• Written problem 1:
In the birthday haul thread, repeat word for word the part starting at "I tried that" and ending at "luckiest guy alive!!".
• Written problem 2:
According to the birthday haul thread, which cigar did Rookee find a bit spicy for the first few puffs before it smoothed out?

• Quoted passage:
-------------------------

# Birthday Haul



## arodgers (Sep 10, 2009)

I have to say, I am thoroughly impressed. My wife puts up with my hobby, but definitely doesn't support it. My wife and mother walked into a cigar store, and actually came out with A LOT of good stuff that I really wanted to try. I would have expected Drew Estate and ACID. The goods:



















and...


----------



## Rookee (Aug 5, 2009)

Wow.. that is awesome, especialy coming from the wife and mom. You're one lucky guy.


----------



## JCK (Nov 9, 2006)

Happy B-day Adam. Enjoy the day and the cigars!


----------



## fuente~fuente (May 11, 2009)

Happy B-Day Adam!!!

Nice haul there!!! Enjoy!!!


----------



## ekengland07 (May 20, 2009)

Nice haul and happy birthday! You have a good wife and mother.


----------



## Scott W. (Jul 10, 2008)

frikken awesome.


----------



## commonsenseman (Apr 18, 2008)

Wow they did really well! Happy Birthday!


----------



## smelvis (Sep 7, 2009)

Mighty fine Ladies you all seem to have, very nice present!


----------



## Rookee (Aug 5, 2009)

I tried that La Traviata on the left there, at my local lounge, The first few puffs were a bit spicy but then..... The smoke really smoothed out, very pleasant smoke.


----------



## zeavran1 (Aug 18, 2009)

Happy bday man. You have got to be the luckiest guy alive!!


----------



## dubels (Jun 21, 2009)

Happy birthday. Seems like you have it good. You might want to thank the worker at the B&M too, great selection.


----------



## Tarks (Mar 3, 2009)

First off, happy b-day. Nice gift there. I have to show my wife this thread!


----------



## SMOKE20 (Apr 26, 2008)

Happy birthday, enjoy that huge score


----------



## GrEg NiCe (Sep 25, 2009)

Happy B-Day. Enjoy


----------



## GJProductions (Aug 2, 2009)

wow

thats a birthday to remember

congratulation


----------



## mlbar1153 (Mar 4, 2009)

Happy B-Day. That was a nice haul. You are a lucky man with women like that.

-------------------------

• Collected material:
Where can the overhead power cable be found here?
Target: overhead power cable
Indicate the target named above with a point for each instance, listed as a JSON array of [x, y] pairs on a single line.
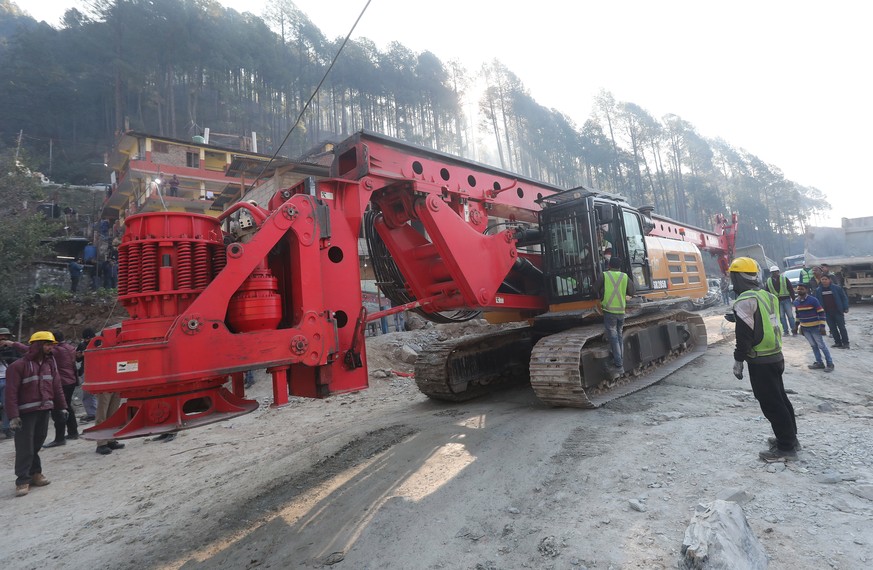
[[311, 97]]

-------------------------

• Task solution 1:
I tried that La Traviata on the left there, at my local lounge, The first few puffs were a bit spicy but then..... The smoke really smoothed out, very pleasant smoke.


----------



## zeavran1 (Aug 18, 2009)

Happy bday man. You have got to be the luckiest guy alive!!

• Task solution 2:
The La Traviata.